• Exercise description: Set down exactly the lines running from the line with "Query: bare soil field" to the end of the listing below, both ends included.
(Material for this task begins)
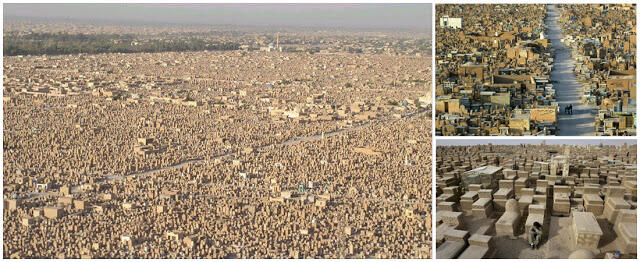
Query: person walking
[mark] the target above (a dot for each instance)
(535, 235)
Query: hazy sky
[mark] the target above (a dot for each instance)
(465, 142)
(410, 16)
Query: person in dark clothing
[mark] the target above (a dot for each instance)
(535, 234)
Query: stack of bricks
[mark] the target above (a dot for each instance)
(467, 201)
(525, 199)
(521, 182)
(503, 194)
(480, 246)
(614, 202)
(483, 207)
(561, 203)
(509, 222)
(625, 227)
(586, 230)
(592, 201)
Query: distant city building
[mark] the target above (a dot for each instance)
(453, 22)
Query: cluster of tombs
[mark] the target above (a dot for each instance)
(222, 154)
(489, 196)
(357, 194)
(603, 40)
(74, 118)
(493, 71)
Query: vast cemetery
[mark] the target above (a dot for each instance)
(489, 197)
(249, 153)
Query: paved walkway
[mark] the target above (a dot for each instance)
(568, 88)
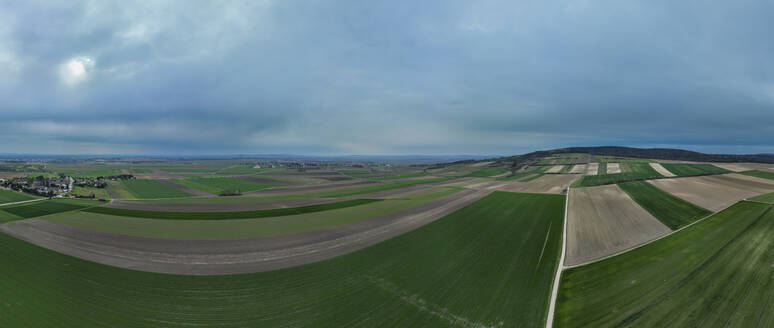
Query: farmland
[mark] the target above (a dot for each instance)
(229, 215)
(634, 172)
(198, 229)
(378, 286)
(41, 208)
(151, 189)
(223, 184)
(759, 174)
(603, 220)
(715, 192)
(715, 273)
(684, 170)
(10, 196)
(670, 210)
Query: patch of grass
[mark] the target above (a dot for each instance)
(673, 212)
(759, 174)
(228, 184)
(534, 177)
(487, 172)
(10, 196)
(230, 215)
(87, 191)
(766, 198)
(116, 191)
(142, 188)
(244, 228)
(190, 184)
(46, 207)
(400, 176)
(716, 273)
(685, 170)
(489, 264)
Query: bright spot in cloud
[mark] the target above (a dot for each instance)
(76, 70)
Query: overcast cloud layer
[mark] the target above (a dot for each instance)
(384, 77)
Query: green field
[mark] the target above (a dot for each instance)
(222, 184)
(245, 228)
(400, 176)
(230, 215)
(41, 208)
(10, 196)
(534, 177)
(634, 171)
(117, 191)
(487, 172)
(88, 191)
(759, 174)
(141, 188)
(486, 265)
(685, 170)
(766, 198)
(716, 273)
(673, 212)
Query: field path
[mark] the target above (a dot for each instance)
(200, 257)
(662, 170)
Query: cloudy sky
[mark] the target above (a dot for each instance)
(384, 77)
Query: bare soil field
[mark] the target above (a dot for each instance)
(604, 220)
(661, 170)
(739, 167)
(547, 184)
(592, 169)
(555, 169)
(578, 169)
(715, 192)
(232, 256)
(613, 168)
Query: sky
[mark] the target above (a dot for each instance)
(384, 77)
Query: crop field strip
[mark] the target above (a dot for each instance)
(672, 211)
(192, 229)
(604, 220)
(230, 215)
(222, 184)
(41, 208)
(636, 171)
(759, 174)
(685, 170)
(147, 189)
(379, 286)
(11, 196)
(715, 192)
(715, 273)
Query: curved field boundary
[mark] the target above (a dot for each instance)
(230, 215)
(716, 273)
(471, 269)
(209, 257)
(672, 211)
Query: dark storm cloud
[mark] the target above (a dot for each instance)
(335, 77)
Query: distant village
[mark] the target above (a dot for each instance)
(57, 186)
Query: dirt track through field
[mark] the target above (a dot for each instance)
(613, 168)
(555, 169)
(604, 220)
(661, 170)
(232, 256)
(715, 192)
(592, 169)
(578, 169)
(Material for this task ends)
• Result for this task:
Query: bare soil field
[mark] the target above (a dot for each instance)
(604, 220)
(661, 170)
(739, 167)
(547, 184)
(592, 169)
(555, 169)
(578, 169)
(715, 192)
(232, 256)
(613, 168)
Query: sky
[mark] the target above (a dot for each instance)
(384, 77)
Query: crop field strip
[mark] the target above (a dot for each instance)
(672, 211)
(192, 229)
(604, 220)
(230, 215)
(222, 184)
(41, 208)
(636, 171)
(759, 174)
(685, 170)
(147, 189)
(379, 286)
(11, 196)
(715, 192)
(715, 273)
Query: curved field boundary
[mark] the target above (a dot for each instance)
(230, 215)
(716, 273)
(471, 269)
(209, 257)
(672, 211)
Query: dark storm cloud
[mark] the target above (a dot for each instance)
(335, 77)
Query: distant village
[mark] the target above (a dot for each instance)
(57, 186)
Query: dirt track through field
[mark] the target above (a dot for each instance)
(613, 168)
(555, 169)
(604, 220)
(661, 170)
(232, 256)
(715, 192)
(592, 169)
(578, 169)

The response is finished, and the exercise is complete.